▶ Schriftliche Aufgaben:
(a) Welches Licht hatte die Beschwerdeführerin laut dem Sachverhalt zum Verkehrsunfall eingeschaltet?
(b) Gib den Abschnitt aus dem Sachverhalt zum Verkehrsunfall wortgetreu wieder, beginnend bei „II. Nachfolgender Sachverhalt“ und endend bei „das Abblendlicht eingeschaltet.“.
(c) Führe den Sachverhalt zum Verkehrsunfall im Anschluss an seinen letzten Satz weiter.

▶ Dokumentabschnitt:
+ + + + + + +

II. Nachfolgender Sachverhalt steht fest:

 

II.1. Am 11.10.2013 um 12:45 Uhr lenkte die Beschwerdeführerin den auf ihren Gatten zugelassenen PKW, Skoda Roomster, blau mit dem amtlichen Kennzeichen SD-x im Gemeindegebiet von Haibach ob der Donau auf der
L 525 Michaelnbach-Stauff-Straße von Haibach/Donau kommend in Richtung
St. Agatha. Sie hatte das Abblendlicht eingeschaltet.

 

Zur selben Zeit lenkte die Unfallgegnerin D K den auf sie zugelassenen PKW, Seat, weiß, mit dem amtlichen Kennzeichen EF-x auf der B 130 Nibelungenstraße von Schlögen kommend in Richtung Haibach. Sie hatte das Tagfahrlicht eingeschaltet.

 

Zur Tatzeit regnete es und die Fahrbahn war nass.

+ + + + + + +

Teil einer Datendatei

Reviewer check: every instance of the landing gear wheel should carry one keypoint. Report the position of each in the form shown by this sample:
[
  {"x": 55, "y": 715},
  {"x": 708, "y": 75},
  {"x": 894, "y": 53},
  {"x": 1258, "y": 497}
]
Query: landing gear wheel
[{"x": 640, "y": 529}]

+ + + + + + +

▶ Antworten:
(a) Das Abblendlicht.

(b)
II. Nachfolgender Sachverhalt steht fest:

 

II.1. Am 11.10.2013 um 12:45 Uhr lenkte die Beschwerdeführerin den auf ihren Gatten zugelassenen PKW, Skoda Roomster, blau mit dem amtlichen Kennzeichen SD-x im Gemeindegebiet von Haibach ob der Donau auf der
L 525 Michaelnbach-Stauff-Straße von Haibach/Donau kommend in Richtung
St. Agatha. Sie hatte das Abblendlicht eingeschaltet.

(c)
Neben der L 525 Michaelnbach-Stauff-Straße war vor der Kreuzung mit der
B 130 Nibelungenstraße das Vorschriftszeichen „Vorrang geben“ aufgestellt. Auf der B 130 Nibelungenstraße war aus Sicht der Beschwerdeführerin auf der rechten Seite und aus Sicht der Unfallgegnerin auf der linken Fahrbahnhälfte ein Scherengitter aufgestellt. Darüber hinaus war das Vorschriftszeichen „Fahrverbot in beiden Richtungen“ mit den Zusatztafeln „bis Schlögen frei“ und „bis Gasthaus Schlager frei“ sowie ein Hinweiszeichen „Umleitung“ angebracht. Die Sicht der Beschwerdeführerin war durch dieses Scherengitter samt Verkehrszeichen die Sicht je nachdem wie sie ihr Fahrzeug aufstellte, teilweise eingeschränkt bzw. nicht eingeschränkt.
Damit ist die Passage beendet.